### DIRECTIONS
A - Answer these from the btrfs error-handling message:
(i) What should the BUG ON statements be replaced with?
(ii) At the very least, what should the filesystem do on unexpected data?
(iii) To what kind of partition should users send kernel syslog messages?
B - Carry on writing the btrfs error-handling message from the point where it stops.

A few things I was thinking about:
1) Wouldn't it be a good time to replace all the BUG ON statements with
appropriate error handling? Unexpected data can happen, the kernel shouldn't
crash that.
At the very least it should remount read only and give maybe a wiki link to
the user on what to do next (some bu reporting and recovery page)

2) On unexpected cases, output basic information on the filesystem or printk
instructions to the user on how to gather data that would be sent to the
list to be reviewed.
This would include information on how old the filesystem is when it's
possible to detect, and the instruction page could say "sorry, anything
older than X, we don't want to hear about, we already fixed corruption bugs
since then"

3) getting printk data on an end user machine when it just started refusing
to write to disk can be challenging and cause useful debug info to be lost.
Things I thinking about:
a) make sure most btrfs bugs do not just hang the kernel
b) recommend to users to send kernel syslog messages to an ext4 partition

How does that sound?

(Image object location entries)

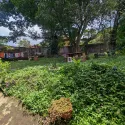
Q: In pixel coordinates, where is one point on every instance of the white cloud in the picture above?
(5, 32)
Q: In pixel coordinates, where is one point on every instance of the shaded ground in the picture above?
(11, 113)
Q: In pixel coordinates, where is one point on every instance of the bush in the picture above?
(96, 91)
(4, 69)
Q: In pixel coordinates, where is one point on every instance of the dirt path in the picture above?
(11, 113)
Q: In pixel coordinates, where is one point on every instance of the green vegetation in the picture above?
(41, 61)
(96, 89)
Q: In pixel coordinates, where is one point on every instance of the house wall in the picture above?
(92, 48)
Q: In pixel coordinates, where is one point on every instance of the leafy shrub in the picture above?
(4, 68)
(97, 91)
(61, 108)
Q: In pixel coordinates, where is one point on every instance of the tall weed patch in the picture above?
(97, 91)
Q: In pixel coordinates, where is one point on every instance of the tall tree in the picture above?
(68, 17)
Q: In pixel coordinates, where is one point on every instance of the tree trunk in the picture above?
(114, 31)
(77, 48)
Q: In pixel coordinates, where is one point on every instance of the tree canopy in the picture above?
(65, 18)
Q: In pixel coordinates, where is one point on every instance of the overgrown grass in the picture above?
(96, 89)
(41, 61)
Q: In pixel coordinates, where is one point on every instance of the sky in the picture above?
(5, 32)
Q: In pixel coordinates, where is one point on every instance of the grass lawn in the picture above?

### TASK-BY-TASK OUTPUTS
A -
(i) Appropriate error handling.
(ii) Remount read only and perhaps give the user a wiki link on what to do next.
(iii) An ext4 partition.

B -
Thanks,
Marc
-- 
"A mouse is a device used to point at the xterm you want to type in" - A.S.R.
Microsoft is to operating systems ....
                                      .... what McDonalds is to gourmet cooking
Home page: http://marc.merlins.org/  

^ permalink raw reply	[flat|nested] 12+ messages in thread

* Re: frustrations with handling of crash reports
  2014-06-17 18:27     ` Marc MERLIN
@ 2014-06-18 13:23       ` Konstantinos Skarlatos
  2014-06-18 21:22         ` Duncan
  0 siblings, 1 reply; 12+ messages in thread
From: Konstantinos Skarlatos @ 2014-06-18 13:23 UTC (permalink / raw)
  To: Marc MERLIN, Satoru Takeuchi; +Cc: linux-btrfs, Chris Mason, torvalds

On 17/6/2014 9:27 μμ, Marc MERLIN wrote:
> On Tue, Jun 17, 2014 at 07:59:57AM -0700, Marc MERLIN wrote:
>> It is also ok to answer "Any FS created or used before kernel 3.x can be
>> corrupted due to bugs we fixed in 3.y, thank you for your report but it's
>> not a good use of our time to investigate this"
>> (although newer kernels should not just crash with BUG(xxx) on unexpected
>> data, they should remount the FS read only).
> I was thinking about this some more, and I know I have no right to tell
> others what to do, so take this as a mere suggestion :)
>
> How about doing a release with cleanups and stabilization and better state
> reporting when things go wrong?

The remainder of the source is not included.